• [Exercise objective]: From the records below, copy each line in which the string "pencil" occurs.

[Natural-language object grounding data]
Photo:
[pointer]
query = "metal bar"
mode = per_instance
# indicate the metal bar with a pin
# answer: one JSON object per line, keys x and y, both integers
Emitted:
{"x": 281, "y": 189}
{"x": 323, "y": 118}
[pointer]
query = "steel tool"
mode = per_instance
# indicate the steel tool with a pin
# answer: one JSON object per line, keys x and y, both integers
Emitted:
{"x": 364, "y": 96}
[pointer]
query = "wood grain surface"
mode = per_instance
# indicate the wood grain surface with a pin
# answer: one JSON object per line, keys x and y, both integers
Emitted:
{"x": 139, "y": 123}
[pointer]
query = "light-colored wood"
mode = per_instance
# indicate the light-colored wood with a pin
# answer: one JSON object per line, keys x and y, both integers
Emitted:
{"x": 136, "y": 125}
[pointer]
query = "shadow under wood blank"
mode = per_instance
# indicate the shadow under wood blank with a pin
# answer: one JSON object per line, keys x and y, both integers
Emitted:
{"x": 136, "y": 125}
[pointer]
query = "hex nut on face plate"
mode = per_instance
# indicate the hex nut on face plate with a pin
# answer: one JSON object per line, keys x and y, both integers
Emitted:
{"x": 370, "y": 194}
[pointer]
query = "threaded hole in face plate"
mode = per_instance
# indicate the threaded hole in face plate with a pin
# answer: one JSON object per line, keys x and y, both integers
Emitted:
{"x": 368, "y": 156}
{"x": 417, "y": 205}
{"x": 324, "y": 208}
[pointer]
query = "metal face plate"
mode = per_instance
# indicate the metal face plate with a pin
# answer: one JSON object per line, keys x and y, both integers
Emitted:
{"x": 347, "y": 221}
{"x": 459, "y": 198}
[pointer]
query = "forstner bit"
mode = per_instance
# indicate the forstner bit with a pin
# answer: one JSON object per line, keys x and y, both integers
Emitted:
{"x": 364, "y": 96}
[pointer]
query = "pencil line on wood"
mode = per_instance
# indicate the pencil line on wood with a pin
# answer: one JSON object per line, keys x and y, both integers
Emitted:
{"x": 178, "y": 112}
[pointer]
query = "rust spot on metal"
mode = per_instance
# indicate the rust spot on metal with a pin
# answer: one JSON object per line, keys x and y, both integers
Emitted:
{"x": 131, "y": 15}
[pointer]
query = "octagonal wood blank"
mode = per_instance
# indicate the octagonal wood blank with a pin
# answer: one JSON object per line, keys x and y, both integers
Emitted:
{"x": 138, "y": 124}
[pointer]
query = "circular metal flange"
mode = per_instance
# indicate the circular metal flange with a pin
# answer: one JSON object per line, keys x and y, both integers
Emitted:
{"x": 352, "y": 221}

• [Task solution]:
query = "pencil line on wood"
# indicate the pencil line on wood with a pin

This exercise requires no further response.